## EXCERPT TO READ

++++++

I wanted to mark the upcoming thirty-eighth anniversary of Madonna’s Like a Virgin. Released on 12th November, 1984, the iconic album was re-released worldwide in 1985. I think that her second studio album is one of her most important and underrated. When we think of the ‘classic’ Madonna albums, usually we look towards Like a Prayer (1989) or Ray of Light (1998). After her eponymous 1983 album, there is a definitely sense of new ambition and boldness on Like a Virgin. Although her most explicit, expressive, and remarkable work would start to take shape later in the decade, Madonna ensured that her second studio album was unlike her debut the year before. Whereas Madonna wrote most of the songs on her debut, Like a Virgin saw her working with writers like Steve Bray. Bray actually produced the album alongside Madonna and primary producer Nile Rodgers. Like a Virgin has more pronounced Dance Pop and Disco sounds because of Rodgers’ involvement. I like the evolution between albums. Although there are a couple of deeper cuts that lack depth and memorability, Like a Virgin has more than enough to hold your interest. The title track is one of the most celebrated in Madonna’s catalogue. Angel, Love Don’t Live Here Anymore, and Pretender are also terrific tracks. The opening track – and the only song that could truly open things – is the divisive Material Girl. Not in terms of quality! I think many Madonna fans can agree that it is one of her greatest moments. I think Madonna resented being seen as material and having shallowness. Trying to establish herself as independent and strong, a song that talked about excess and material things possibly went against what she felt. That said, she performed Material Girl in subsequent tours and has an improved relationship with the song.

++++++

## RAW DATA
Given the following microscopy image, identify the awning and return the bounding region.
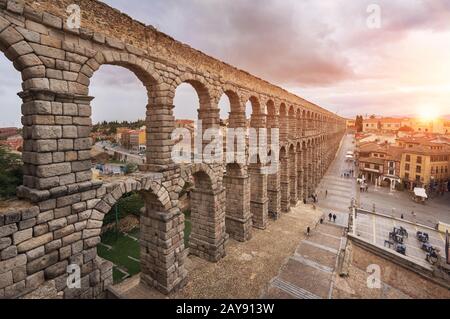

++++++

## TASK TO CARRY OUT
Summarize the piece on Madonna's Like a Virgin in two sentences. The data above comes from a separate source that has no connection to the text.

## TASK ANSWER
Marking the upcoming thirty-eighth anniversary of Like a Virgin, Madonna's second studio album released on 12th November 1984, the writer calls it one of her most important and underrated records and credits primary producer Nile Rodgers's involvement for its more pronounced Dance Pop and Disco sounds compared with her 1983 debut. The writer praises the title track, Angel, Love Don't Live Here Anymore, Pretender, and the opener Material Girl, a song the writer believes Madonna resented for its focus on material things, though she later performed it on tours.